Under the hood memory: Know your memory(and caches!)

aarti gupta
software under the hood
11 min readFeb 8, 2018

Random Access Memory(RAM)

A memory unit is designated as Random Access Memory (RAM) if any location can be accessed in some fixed amount of time that is independent of the location address.

Static Random-Access Memory( SRAM)

Static random-access memory (static RAM or SRAM) is a type of semiconductor memory that uses bistable latching circuitry (flip-flop) to store each bit. SRAM exhibits data remanence,[1] but it is still volatile in the conventional sense that data is eventually lost when the memory is not powered.

The term static differentiates SRAM from DRAM (dynamic random-access memory) which must be periodically refreshed. SRAM is faster and more expensive than DRAM; it is typically used for CPU cache while DRAM is used for a computer’s main memory.

Dynamic random-access memory (DRAM)

Dynamic random-access memory (DRAM) is a type of random access semiconductor memory that stores each bit of data in a separate tiny capacitor within an integrated circuit. The capacitor can either be charged or discharged; these two states are taken to represent the two values of a bit, conventionally called 0 and 1. The electric charge on the capacitors slowly leaks off, so without intervention the data on the chip would soon be lost. To prevent this, DRAM requires an external memory refresh circuit which periodically rewrites the data in the capacitors, restoring them to their original charge. Because of this refresh requirement, it is a dynamic memory as opposed to static random-access memory (SRAM) which does not require data to be refreshed

DRAM is widely used in digital electronics where low-cost and high-capacity memory is required. One of the largest applications for DRAM is the main memory (colloquially called the “RAM”) in modern computers and graphics cards (where the “main memory” is called the graphics memory). It is also used in many portable devices and video game consoles. In contrast, SRAM, which is faster and more expensive than DRAM, is typically used where speed is of greater concern than cost, such as the cache memories in processors.

Variations in DRAM

Synchronous dynamic random-access memory (SDRAM) is any dynamic random-access memory (DRAM) where the operation of its external pin interface is coordinated by an externally supplied clock signal. DRAM used an asynchronous interface, in which input control signals have a direct effect on internal functions only delayed by the trip across its semiconductor pathways. SDRAM has a synchronous interface, whereby changes on control inputs are recognised after a rising edge of its clock input. In SDRAM families, the clock signal controls the stepping of an internal finite state machine that responds to incoming commands. These commands can be pipelined to improve performance, with previously started operations completing while new commands are received, allowing the device to operate on a memory access command in each bank simultaneously and speed up access in an interleaved fashion. This allows SDRAMs to achieve greater concurrency and higher data transfer rates than asynchronous DRAMs could. Pipelining means that the chip can accept a new command before it has finished processing the previous one. For a pipelined write, the write command can be immediately followed by another command without waiting for the data to be written into the memory array. For a pipelined read, the requested data appears a fixed number of clock cycles (latency) after the read command, during which additional commands can be sent.

*Stored records*
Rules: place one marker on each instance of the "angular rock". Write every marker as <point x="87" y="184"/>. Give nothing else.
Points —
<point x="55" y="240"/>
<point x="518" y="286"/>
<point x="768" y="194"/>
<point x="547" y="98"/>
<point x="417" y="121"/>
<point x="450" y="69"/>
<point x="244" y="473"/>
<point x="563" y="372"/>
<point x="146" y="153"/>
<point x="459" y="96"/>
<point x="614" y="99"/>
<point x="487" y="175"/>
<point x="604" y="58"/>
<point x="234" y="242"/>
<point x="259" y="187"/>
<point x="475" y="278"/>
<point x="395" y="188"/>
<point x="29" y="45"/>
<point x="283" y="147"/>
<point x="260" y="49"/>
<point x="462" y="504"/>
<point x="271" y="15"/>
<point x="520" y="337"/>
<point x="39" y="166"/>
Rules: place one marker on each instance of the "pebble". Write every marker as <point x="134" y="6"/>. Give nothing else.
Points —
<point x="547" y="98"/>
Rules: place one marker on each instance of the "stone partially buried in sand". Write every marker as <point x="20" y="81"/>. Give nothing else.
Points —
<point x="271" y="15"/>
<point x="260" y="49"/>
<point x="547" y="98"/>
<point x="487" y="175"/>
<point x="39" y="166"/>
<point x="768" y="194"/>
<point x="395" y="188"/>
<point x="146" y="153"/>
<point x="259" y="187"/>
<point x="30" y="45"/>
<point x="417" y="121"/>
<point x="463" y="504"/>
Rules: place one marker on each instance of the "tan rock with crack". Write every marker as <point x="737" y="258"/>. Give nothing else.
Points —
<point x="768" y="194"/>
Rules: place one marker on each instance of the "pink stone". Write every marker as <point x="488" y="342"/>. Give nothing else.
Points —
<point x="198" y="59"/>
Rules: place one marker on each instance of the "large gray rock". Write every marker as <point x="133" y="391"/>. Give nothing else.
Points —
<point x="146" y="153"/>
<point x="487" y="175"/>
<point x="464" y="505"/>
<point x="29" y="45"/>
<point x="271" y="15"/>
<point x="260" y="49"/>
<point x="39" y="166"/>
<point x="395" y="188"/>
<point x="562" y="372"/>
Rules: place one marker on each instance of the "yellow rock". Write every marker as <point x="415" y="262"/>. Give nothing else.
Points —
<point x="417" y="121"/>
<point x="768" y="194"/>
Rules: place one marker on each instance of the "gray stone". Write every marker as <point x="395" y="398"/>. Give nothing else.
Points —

* * *

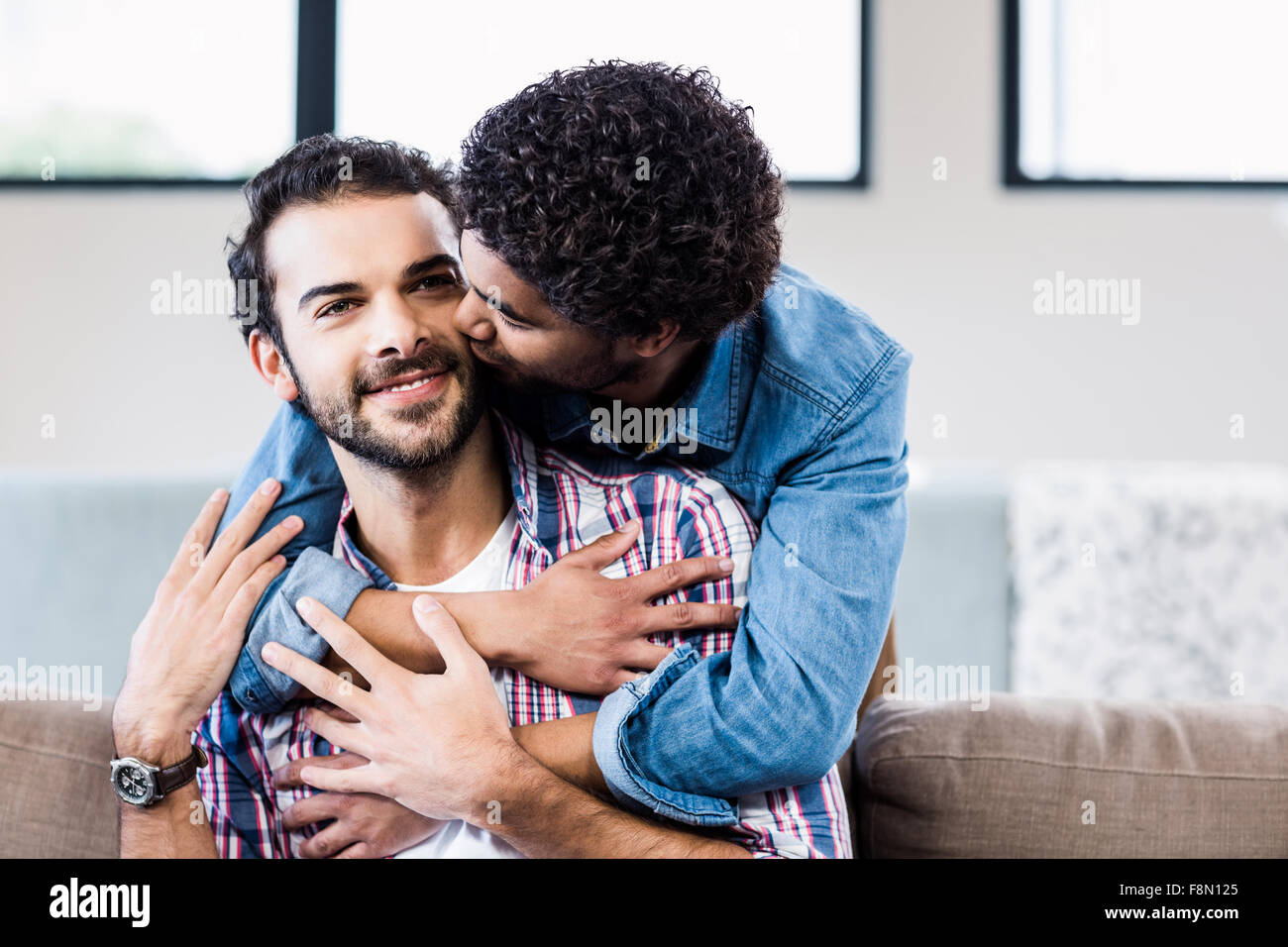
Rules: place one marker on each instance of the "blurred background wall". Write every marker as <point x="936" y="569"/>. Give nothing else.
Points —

...

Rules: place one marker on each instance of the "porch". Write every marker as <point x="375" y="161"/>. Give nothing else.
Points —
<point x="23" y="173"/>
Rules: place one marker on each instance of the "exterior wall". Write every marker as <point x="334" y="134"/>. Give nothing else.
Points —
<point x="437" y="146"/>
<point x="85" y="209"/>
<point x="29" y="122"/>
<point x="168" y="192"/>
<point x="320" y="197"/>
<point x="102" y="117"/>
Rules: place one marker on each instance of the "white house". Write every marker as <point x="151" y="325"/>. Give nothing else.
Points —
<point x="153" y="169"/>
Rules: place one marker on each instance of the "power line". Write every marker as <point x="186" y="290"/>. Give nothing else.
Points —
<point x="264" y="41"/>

*Task to carry out*
Please answer from the article on memory types above:
(a) What does SRAM use to store each bit?
(b) Where does DRAM store each bit of data?
(c) In a pipelined read, when does the requested data appear?

*Task answer*
(a) Bistable latching circuitry (a flip-flop).
(b) In a separate tiny capacitor within an integrated circuit.
(c) A fixed number of clock cycles (latency) after the read command.